• _Given passage_:
┌──

Philadelphia, PA (SportsNetwork.com) - One of the most surprising aspects about Lindy Ruff getting fired by the Buffalo Sabres last season was the club didn't send Darcy Regier packing at the same time.
Ruff and Regier were hired by the Sabres as head coach and general manager, respectively, back in 1997 and the two were always tied together in Buffalo, through both good times and bad.
So, it didn't seem right when owner Terry Pegula opted to fire only Ruff last February, while Regier earned a stay of execution. The fact that Regier was signed to a contract extension prior to the start of last season made it difficult to justify firing him at the time, but the GM always seemed to be living on borrowed time following Ruff's dismissal.
The axe finally swung in Regier's direction when Pegula fired the club's longtime GM as well as head coach Ron Rolston after Buffalo's awful 4-15-1 start to the 2013-14 season. The owner informed Regier and Rolston they were being relieved of their duties on Tuesday night, and on Wednesday morning Pegula announced the news at a press conference.
Regier and Rolston losing their jobs is not a surprise, but Pegula did reveal some intriguing additions to the Sabres organization in the wake of the firings. The club introduced former Sabres great Pat LaFontaine as president of hockey operations and brought back Ted Nolan to serve as the club's head coach on an interim basis.
LaFontaine has quite the rebuilding project ahead of him in Buffalo, a city he knows well after starring with the Sabres for six seasons from 1991-92 until 1996-97. Considered one of the best American-born players to ever skate in the NHL, LaFontaine carved out place for himself in the Hall of Fame even though concussion issues wound up cutting his career short.
Nolan, meanwhile, returns to the Sabres after a previous stint as the club's head coach for two seasons from 1995-97, when LaFontaine was one of his players.
While Nolan has an interim tag placed in front of his coaching title, the Sabres revealed Wednesday that he will finish out the season behind the Buffalo bench.
For LaFontaine, the first and most important order of business is finding a new GM to replace Regier. The next step would be finding some way to reverse Buffalo's recent downward spiral.
Regier and Ruff experienced some early success in their tenure in Western New York, but things turned sour in a hurry. With Ruff no longer around to share some of the blame, the focus shifted to the GM. The situation got so bad this season that fans in Buffalo were publicly calling for Regier's dismissal, as "Fire Darcy" chants became common occurrences at First Niagara Center.

└──

(Saved data entries)
┌──

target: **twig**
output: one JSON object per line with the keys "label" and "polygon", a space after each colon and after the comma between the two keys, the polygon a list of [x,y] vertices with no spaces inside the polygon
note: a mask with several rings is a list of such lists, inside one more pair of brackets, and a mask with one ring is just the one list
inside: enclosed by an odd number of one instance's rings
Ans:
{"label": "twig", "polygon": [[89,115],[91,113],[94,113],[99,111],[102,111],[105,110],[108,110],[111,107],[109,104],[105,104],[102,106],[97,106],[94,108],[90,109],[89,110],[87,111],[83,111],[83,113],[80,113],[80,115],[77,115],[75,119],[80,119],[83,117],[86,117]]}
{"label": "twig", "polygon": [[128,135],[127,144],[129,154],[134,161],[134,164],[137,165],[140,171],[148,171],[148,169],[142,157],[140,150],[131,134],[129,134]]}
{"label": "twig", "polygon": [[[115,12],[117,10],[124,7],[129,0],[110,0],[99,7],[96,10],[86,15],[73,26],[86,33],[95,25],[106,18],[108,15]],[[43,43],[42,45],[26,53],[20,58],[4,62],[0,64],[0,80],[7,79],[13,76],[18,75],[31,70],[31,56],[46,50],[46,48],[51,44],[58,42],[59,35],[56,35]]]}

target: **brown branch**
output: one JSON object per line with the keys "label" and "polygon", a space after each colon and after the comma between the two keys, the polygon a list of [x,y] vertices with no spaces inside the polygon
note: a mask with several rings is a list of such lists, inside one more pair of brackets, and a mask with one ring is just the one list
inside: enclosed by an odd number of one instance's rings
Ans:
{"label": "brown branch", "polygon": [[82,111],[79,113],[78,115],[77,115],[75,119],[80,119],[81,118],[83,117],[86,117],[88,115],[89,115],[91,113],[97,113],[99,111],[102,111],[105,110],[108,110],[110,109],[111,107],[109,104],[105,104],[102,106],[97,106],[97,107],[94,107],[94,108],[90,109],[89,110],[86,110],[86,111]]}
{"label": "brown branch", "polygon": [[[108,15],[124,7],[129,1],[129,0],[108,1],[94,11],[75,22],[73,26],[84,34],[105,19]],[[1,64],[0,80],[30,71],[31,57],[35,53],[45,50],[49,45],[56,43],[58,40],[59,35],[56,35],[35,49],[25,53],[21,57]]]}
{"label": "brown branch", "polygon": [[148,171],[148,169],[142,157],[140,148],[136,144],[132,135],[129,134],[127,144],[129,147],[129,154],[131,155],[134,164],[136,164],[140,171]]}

└──

• _Questions on the material_:
1 - According to the Sabres article, in what year did the Sabres hire Ruff and Regier?
2 - Print the Sabres article between "So, it didn't" and "a press conference.", inclusive.
3 - Put this sentence from the Sabres article into Spanish: "While Nolan has an interim tag placed in front of his coaching title, the Sabres revealed Wednesday that he will finish out the season behind the Buffalo bench."

• _Outputs by task_:
1 - 1997

2 -
So, it didn't seem right when owner Terry Pegula opted to fire only Ruff last February, while Regier earned a stay of execution. The fact that Regier was signed to a contract extension prior to the start of last season made it difficult to justify firing him at the time, but the GM always seemed to be living on borrowed time following Ruff's dismissal.
The axe finally swung in Regier's direction when Pegula fired the club's longtime GM as well as head coach Ron Rolston after Buffalo's awful 4-15-1 start to the 2013-14 season. The owner informed Regier and Rolston they were being relieved of their duties on Tuesday night, and on Wednesday morning Pegula announced the news at a press conference.

3 - Aunque Nolan tiene la etiqueta de interino delante de su cargo de entrenador, los Sabres revelaron el miércoles que terminará la temporada detrás del banquillo de Buffalo.